## Written exercise
Reproduce the listing verbatim from the line containing "Target: ceramic dish" through the end of the listing. Omit the pictures from your copy.

BEGIN

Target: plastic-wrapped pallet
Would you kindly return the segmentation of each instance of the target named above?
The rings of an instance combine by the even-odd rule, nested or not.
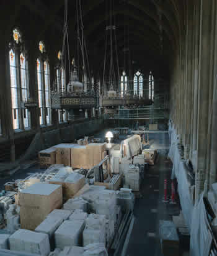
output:
[[[63,222],[63,218],[56,219],[55,217],[48,217],[35,229],[35,232],[47,234],[48,235],[51,250],[55,249],[55,232]]]
[[[125,211],[133,211],[135,196],[131,191],[132,190],[129,188],[121,188],[120,191],[117,191],[117,204]]]
[[[81,245],[84,221],[65,221],[55,233],[55,247],[63,249],[65,246]]]
[[[20,216],[16,211],[16,204],[10,204],[9,209],[7,211],[7,229],[10,234],[14,232],[20,227]]]
[[[105,190],[104,186],[90,186],[89,190],[81,196],[89,203],[89,209],[91,212],[95,211],[94,202],[99,197],[99,194]]]
[[[125,173],[125,184],[133,191],[139,191],[140,186],[140,168],[134,165],[130,165]]]
[[[116,193],[113,190],[104,190],[94,201],[94,209],[98,214],[105,214],[107,219],[115,221]]]
[[[72,213],[73,211],[71,210],[55,209],[50,213],[49,213],[46,217],[51,217],[55,219],[62,219],[62,222],[63,222],[63,221],[66,221],[68,219]]]
[[[105,215],[89,214],[83,232],[83,246],[90,244],[106,243],[106,218]]]
[[[81,256],[84,251],[84,248],[79,246],[66,246],[58,256]]]
[[[87,212],[88,209],[88,202],[82,198],[71,198],[63,204],[63,208],[71,211],[80,209],[84,212]]]
[[[10,235],[8,234],[0,234],[0,249],[8,249],[8,239]],[[1,254],[0,254],[1,255]]]
[[[9,237],[10,249],[47,256],[50,254],[48,235],[19,229]]]
[[[76,209],[74,212],[70,216],[69,221],[73,221],[74,219],[79,219],[81,221],[86,221],[88,216],[87,213],[84,213],[81,209]]]
[[[107,251],[103,244],[91,244],[84,247],[82,256],[108,256]]]

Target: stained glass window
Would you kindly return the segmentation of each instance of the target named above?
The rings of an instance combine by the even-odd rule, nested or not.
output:
[[[48,62],[44,62],[45,75],[45,116],[46,124],[51,124],[51,108],[50,108],[50,69]]]
[[[22,53],[20,55],[20,81],[21,81],[21,95],[23,102],[27,101],[29,93],[29,70],[25,56]],[[27,109],[23,109],[23,119],[24,129],[30,127],[30,113]]]
[[[17,83],[16,57],[13,50],[9,52],[10,76],[11,103],[14,129],[20,129],[19,106],[18,106],[18,86]]]
[[[143,75],[138,71],[134,75],[133,79],[134,95],[143,95]]]
[[[37,81],[38,81],[38,107],[40,110],[39,120],[40,125],[44,124],[43,111],[43,88],[42,81],[42,65],[41,60],[38,58],[37,60]]]
[[[56,70],[56,80],[58,91],[63,93],[66,88],[66,73],[64,68]],[[67,112],[64,109],[59,110],[59,121],[60,122],[67,121]]]
[[[120,91],[121,96],[123,97],[124,93],[127,91],[127,76],[125,71],[123,71],[120,77]]]
[[[149,99],[152,99],[153,101],[154,101],[154,76],[151,71],[149,76]]]

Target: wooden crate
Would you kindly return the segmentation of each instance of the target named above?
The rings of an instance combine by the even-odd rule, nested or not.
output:
[[[157,130],[157,124],[149,125],[149,130]]]
[[[72,198],[84,186],[85,178],[82,178],[76,183],[61,181],[49,181],[50,184],[58,184],[63,187],[63,197],[65,200]]]
[[[19,193],[21,228],[34,230],[54,209],[63,205],[62,186],[35,183]]]
[[[56,163],[55,149],[50,148],[42,150],[38,153],[39,165],[42,169],[46,168]]]

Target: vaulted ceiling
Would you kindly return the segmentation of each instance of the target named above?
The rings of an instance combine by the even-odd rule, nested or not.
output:
[[[8,1],[2,0],[6,4]],[[12,0],[8,0],[13,2]],[[84,30],[90,58],[95,65],[103,62],[105,27],[109,24],[108,6],[110,0],[81,0]],[[135,68],[151,69],[159,76],[169,75],[173,54],[179,43],[185,15],[185,0],[111,0],[114,2],[113,16],[116,21],[117,47],[120,65],[123,65],[123,49],[129,47],[131,61]],[[12,12],[19,8],[29,9],[40,16],[41,35],[55,27],[61,36],[64,24],[64,0],[22,0],[14,2]],[[11,9],[10,9],[11,8]],[[14,13],[13,12],[13,13]],[[3,14],[4,16],[4,14]],[[76,40],[76,1],[68,1],[68,23],[71,45]],[[127,33],[126,33],[127,31]],[[124,43],[128,34],[129,45]],[[126,35],[125,35],[126,37]],[[126,40],[125,40],[126,42]]]

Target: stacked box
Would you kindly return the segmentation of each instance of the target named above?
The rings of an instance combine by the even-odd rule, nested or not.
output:
[[[55,232],[63,223],[63,219],[55,219],[46,217],[38,227],[35,231],[38,233],[47,234],[49,237],[51,250],[55,249]]]
[[[50,148],[42,150],[38,153],[40,168],[46,168],[56,163],[55,149]]]
[[[81,256],[84,252],[84,248],[79,246],[68,246],[64,248],[58,256]]]
[[[71,166],[73,168],[89,168],[87,146],[76,145],[71,150]]]
[[[83,246],[99,243],[105,245],[106,217],[105,215],[89,214],[83,232]]]
[[[55,233],[55,247],[63,249],[66,246],[81,245],[84,226],[84,221],[65,221]]]
[[[55,209],[48,216],[48,217],[51,217],[55,219],[62,219],[62,222],[68,219],[70,215],[72,214],[72,211],[64,210],[63,209]]]
[[[84,221],[85,222],[88,214],[81,209],[76,209],[74,213],[70,216],[69,221],[73,221],[74,219],[78,219],[80,221]]]
[[[76,144],[62,144],[56,145],[53,148],[56,149],[56,162],[65,166],[71,166],[71,150]]]
[[[19,229],[9,237],[10,250],[47,256],[50,244],[47,234]]]
[[[73,198],[85,185],[84,176],[74,172],[66,175],[63,181],[58,180],[55,176],[52,180],[49,181],[49,183],[62,185],[63,197],[66,200]]]
[[[129,186],[133,191],[139,191],[140,186],[140,168],[134,165],[130,165],[125,173],[125,184]]]
[[[34,230],[54,209],[63,204],[59,185],[35,183],[19,193],[21,228]]]
[[[71,211],[80,209],[84,212],[87,212],[88,210],[88,202],[82,198],[71,198],[63,204],[63,208]]]
[[[89,168],[91,168],[98,165],[103,159],[106,150],[106,143],[91,143],[87,145],[87,150],[88,166]]]
[[[10,235],[7,234],[0,234],[0,249],[8,249],[8,241]]]

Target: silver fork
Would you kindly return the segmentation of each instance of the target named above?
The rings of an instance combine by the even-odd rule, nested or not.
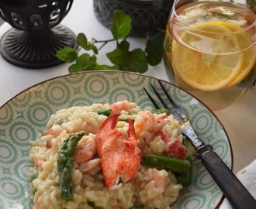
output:
[[[197,136],[189,118],[175,103],[159,80],[158,82],[161,89],[164,92],[164,94],[175,111],[175,118],[178,120],[182,126],[183,135],[189,139],[195,149],[196,158],[201,160],[202,165],[215,180],[220,189],[223,191],[224,196],[229,200],[234,208],[255,209],[256,200],[254,197],[248,192],[221,158],[213,150],[213,146],[211,145],[206,145]],[[164,108],[165,109],[170,109],[156,88],[152,84],[151,87]],[[161,108],[150,94],[148,91],[144,87],[144,90],[154,106],[157,109],[160,109]]]

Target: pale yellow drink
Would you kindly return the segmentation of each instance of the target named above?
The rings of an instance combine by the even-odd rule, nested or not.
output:
[[[255,32],[244,7],[209,1],[174,9],[164,49],[169,79],[213,110],[230,106],[255,80]]]

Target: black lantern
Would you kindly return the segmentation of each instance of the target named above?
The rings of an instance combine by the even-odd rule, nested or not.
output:
[[[73,0],[0,0],[0,15],[12,26],[1,39],[2,56],[26,68],[61,63],[57,52],[64,46],[78,47],[75,34],[59,25],[72,3]]]

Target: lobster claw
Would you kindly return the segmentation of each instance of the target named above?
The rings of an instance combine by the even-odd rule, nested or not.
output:
[[[129,183],[140,168],[141,151],[135,135],[133,122],[129,119],[127,138],[115,128],[120,114],[109,116],[99,126],[96,134],[98,154],[106,185],[117,187],[119,180]]]

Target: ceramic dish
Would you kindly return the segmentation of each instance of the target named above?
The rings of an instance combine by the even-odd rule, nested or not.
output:
[[[33,208],[26,173],[29,141],[44,130],[56,111],[74,105],[112,103],[128,100],[142,108],[152,106],[143,87],[158,86],[154,77],[123,71],[89,71],[68,74],[29,88],[0,108],[0,208]],[[228,136],[216,116],[199,101],[180,88],[163,81],[177,104],[191,118],[199,137],[211,144],[232,167]],[[153,92],[151,91],[153,94]],[[216,208],[223,194],[199,160],[192,165],[192,183],[182,190],[171,208]],[[17,208],[17,207],[15,207]]]

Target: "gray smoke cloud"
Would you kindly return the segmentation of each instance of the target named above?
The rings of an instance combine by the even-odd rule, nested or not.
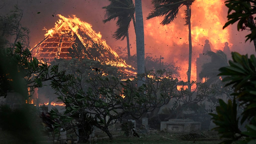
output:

END

## Answer to the problem
Target: ceramic dish
Would you kindly return the segmentation of each instance of the target named above?
The rings of an instance combine by the even-odd rule, nested or not.
output:
[[[33,208],[26,173],[29,141],[44,130],[56,111],[74,105],[112,103],[128,100],[142,108],[152,106],[143,87],[158,86],[154,77],[123,71],[89,71],[68,74],[29,88],[0,108],[0,208]],[[228,136],[216,116],[199,101],[180,88],[163,81],[177,104],[191,118],[199,137],[211,144],[232,167]],[[153,92],[151,91],[153,94]],[[216,208],[223,194],[199,160],[192,165],[192,183],[182,190],[171,208]],[[17,208],[17,207],[15,207]]]

Target: "gray smoke cloud"
Would you kindly return the segmentation of each instance of the target named above?
The rings of an instance combine by the even-odd rule, nested or not.
output:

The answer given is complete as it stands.